Lines of data
>>>
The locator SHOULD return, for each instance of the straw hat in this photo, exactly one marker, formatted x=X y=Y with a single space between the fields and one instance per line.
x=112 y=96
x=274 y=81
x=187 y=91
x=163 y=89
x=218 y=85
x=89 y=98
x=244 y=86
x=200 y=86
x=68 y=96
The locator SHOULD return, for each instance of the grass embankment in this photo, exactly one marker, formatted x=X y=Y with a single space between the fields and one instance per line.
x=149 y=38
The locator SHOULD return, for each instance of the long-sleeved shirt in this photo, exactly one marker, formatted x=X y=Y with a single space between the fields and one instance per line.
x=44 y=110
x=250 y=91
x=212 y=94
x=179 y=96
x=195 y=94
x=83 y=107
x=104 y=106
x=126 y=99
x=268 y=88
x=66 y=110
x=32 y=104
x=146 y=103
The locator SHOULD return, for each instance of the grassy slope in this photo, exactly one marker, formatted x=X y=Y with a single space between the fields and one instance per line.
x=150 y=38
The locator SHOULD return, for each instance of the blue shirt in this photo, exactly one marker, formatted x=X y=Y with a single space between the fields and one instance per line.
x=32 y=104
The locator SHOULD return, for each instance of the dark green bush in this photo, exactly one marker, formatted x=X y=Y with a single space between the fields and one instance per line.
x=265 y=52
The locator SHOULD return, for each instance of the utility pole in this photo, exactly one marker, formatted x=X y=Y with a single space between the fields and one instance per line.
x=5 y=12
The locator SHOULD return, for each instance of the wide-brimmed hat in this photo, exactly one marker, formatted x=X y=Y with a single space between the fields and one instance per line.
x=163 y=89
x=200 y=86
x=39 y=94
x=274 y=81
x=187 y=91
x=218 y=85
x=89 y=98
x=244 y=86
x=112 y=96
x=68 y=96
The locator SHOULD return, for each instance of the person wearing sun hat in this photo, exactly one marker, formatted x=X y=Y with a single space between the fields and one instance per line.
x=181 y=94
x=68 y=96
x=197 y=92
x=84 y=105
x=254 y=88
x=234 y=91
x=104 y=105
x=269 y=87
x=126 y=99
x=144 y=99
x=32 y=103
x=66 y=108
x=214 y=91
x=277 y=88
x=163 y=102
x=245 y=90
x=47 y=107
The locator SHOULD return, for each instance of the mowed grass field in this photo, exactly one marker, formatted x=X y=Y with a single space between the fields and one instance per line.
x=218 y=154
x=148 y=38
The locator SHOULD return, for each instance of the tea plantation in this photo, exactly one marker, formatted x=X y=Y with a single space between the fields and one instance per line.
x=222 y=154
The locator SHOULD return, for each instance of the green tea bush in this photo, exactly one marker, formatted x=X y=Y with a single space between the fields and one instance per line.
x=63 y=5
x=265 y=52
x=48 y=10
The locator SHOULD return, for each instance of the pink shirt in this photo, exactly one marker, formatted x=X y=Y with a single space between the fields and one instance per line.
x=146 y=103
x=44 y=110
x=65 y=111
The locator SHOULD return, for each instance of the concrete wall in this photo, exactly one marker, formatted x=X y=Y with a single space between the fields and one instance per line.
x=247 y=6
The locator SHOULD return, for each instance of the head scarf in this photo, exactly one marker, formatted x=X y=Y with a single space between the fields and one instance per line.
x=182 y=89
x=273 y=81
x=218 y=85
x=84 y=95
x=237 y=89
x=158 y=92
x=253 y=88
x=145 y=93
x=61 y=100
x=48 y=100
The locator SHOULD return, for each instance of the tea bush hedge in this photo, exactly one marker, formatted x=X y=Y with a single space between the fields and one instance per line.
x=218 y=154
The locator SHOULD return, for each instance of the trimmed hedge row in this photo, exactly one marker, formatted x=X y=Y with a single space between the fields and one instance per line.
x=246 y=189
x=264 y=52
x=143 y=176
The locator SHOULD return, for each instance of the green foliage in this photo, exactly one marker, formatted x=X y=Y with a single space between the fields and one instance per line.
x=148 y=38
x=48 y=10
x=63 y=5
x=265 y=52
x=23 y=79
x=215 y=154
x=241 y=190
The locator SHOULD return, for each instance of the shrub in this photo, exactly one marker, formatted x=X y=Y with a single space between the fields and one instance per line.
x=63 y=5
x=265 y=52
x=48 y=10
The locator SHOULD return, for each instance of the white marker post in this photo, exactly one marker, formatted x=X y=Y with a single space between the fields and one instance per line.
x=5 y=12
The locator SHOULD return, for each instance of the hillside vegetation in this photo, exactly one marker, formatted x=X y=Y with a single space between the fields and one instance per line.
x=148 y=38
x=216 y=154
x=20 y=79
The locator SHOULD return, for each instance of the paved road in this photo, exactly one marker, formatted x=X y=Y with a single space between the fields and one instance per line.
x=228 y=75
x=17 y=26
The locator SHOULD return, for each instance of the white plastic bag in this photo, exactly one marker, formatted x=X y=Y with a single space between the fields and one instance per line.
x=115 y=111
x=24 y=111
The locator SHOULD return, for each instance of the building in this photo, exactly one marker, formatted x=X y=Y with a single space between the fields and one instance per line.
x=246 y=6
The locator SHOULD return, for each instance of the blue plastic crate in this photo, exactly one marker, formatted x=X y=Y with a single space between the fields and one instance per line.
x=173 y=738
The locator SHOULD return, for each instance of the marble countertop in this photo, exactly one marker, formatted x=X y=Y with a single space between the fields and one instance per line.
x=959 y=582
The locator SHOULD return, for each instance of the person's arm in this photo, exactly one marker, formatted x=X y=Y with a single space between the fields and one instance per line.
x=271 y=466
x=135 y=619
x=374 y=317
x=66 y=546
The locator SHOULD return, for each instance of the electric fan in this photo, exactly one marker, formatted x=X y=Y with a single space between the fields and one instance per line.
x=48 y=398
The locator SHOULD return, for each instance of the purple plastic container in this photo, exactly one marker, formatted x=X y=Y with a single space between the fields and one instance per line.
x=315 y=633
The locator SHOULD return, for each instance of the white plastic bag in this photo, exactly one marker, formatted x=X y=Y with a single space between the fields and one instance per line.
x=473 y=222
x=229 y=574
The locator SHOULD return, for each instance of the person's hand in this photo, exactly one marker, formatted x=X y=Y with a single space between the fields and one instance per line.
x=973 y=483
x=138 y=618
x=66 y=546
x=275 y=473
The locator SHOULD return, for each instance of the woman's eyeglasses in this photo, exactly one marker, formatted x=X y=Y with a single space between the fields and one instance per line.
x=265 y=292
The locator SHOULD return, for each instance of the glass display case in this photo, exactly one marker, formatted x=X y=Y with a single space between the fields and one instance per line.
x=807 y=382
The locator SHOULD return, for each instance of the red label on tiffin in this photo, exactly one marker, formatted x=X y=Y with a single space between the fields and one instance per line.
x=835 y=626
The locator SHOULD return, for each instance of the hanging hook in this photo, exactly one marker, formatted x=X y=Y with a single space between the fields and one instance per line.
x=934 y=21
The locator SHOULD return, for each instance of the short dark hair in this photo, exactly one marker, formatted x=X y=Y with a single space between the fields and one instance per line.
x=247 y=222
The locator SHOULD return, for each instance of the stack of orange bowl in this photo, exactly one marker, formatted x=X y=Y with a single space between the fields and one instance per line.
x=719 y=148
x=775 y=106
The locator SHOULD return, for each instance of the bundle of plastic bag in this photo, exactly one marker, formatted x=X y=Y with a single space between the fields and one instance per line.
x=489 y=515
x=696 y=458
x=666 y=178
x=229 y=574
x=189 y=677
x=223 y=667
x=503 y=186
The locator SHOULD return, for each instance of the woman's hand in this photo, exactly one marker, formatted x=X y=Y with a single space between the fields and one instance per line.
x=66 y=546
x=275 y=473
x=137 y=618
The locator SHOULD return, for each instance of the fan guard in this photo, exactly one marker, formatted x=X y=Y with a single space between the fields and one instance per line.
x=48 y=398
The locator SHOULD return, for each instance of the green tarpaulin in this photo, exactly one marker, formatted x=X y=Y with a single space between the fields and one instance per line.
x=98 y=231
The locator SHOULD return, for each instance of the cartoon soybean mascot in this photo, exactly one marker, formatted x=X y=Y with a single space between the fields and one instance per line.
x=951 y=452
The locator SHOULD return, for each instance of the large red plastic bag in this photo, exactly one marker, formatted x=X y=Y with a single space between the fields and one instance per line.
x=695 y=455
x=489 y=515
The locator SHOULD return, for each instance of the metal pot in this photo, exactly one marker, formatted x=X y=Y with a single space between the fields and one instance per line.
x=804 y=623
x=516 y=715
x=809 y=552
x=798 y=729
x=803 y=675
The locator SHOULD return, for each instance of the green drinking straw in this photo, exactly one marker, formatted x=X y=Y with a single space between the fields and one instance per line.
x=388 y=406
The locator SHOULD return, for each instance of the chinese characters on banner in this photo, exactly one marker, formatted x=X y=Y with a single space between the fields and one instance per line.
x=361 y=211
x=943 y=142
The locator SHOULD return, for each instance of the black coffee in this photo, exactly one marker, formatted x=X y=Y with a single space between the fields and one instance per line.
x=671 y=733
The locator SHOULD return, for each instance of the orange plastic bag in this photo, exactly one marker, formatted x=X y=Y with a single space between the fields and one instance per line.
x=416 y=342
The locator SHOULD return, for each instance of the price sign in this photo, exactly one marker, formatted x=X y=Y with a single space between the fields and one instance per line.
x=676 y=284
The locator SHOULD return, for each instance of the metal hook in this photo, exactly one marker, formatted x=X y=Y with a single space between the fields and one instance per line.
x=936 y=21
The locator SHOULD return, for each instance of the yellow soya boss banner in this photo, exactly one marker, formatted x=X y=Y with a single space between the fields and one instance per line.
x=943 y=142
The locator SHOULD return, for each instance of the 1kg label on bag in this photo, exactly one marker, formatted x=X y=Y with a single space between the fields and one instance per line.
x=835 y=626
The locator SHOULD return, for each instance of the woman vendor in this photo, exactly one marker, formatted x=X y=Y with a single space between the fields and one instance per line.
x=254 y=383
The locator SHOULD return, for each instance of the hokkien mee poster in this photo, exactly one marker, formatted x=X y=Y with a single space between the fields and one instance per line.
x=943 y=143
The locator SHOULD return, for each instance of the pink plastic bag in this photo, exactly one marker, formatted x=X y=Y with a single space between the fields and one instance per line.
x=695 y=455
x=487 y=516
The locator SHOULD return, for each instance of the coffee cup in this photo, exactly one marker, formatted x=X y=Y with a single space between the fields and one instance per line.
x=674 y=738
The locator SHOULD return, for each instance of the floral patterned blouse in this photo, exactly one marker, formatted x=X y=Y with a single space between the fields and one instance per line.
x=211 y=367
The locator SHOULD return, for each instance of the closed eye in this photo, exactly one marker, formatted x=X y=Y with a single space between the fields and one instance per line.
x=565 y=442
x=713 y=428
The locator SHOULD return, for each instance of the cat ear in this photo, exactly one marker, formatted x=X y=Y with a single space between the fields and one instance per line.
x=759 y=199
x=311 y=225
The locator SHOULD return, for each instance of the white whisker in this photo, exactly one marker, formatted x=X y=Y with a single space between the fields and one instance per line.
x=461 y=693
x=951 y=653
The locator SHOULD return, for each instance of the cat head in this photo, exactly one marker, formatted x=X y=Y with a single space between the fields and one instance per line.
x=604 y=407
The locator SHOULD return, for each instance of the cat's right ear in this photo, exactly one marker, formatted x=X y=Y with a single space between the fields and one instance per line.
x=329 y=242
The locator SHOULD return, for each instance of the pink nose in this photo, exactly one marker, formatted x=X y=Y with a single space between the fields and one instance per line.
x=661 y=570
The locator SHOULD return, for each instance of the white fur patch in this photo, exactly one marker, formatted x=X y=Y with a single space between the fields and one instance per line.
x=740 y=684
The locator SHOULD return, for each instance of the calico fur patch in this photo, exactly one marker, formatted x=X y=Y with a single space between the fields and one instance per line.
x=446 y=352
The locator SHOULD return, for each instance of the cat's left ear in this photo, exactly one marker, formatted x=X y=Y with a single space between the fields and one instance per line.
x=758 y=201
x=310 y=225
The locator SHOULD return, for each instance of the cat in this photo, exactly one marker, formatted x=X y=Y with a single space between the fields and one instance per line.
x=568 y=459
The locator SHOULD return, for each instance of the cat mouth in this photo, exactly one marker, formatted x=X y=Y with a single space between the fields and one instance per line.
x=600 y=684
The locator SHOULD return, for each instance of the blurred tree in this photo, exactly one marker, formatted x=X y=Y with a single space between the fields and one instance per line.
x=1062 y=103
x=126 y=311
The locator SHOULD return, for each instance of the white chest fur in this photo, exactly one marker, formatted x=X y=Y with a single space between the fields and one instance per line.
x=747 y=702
<<<
What to do =
Duplicate the listing above from the line with "The locator SHOULD return, for each instance of the coffee" to the line with "x=674 y=738", inclusive.

Problem solution =
The locator SHOULD return, for each instance of the coffee cup in this photo, exactly one marker, formatted x=X y=Y with a single space between the fields and one instance per line.
x=674 y=738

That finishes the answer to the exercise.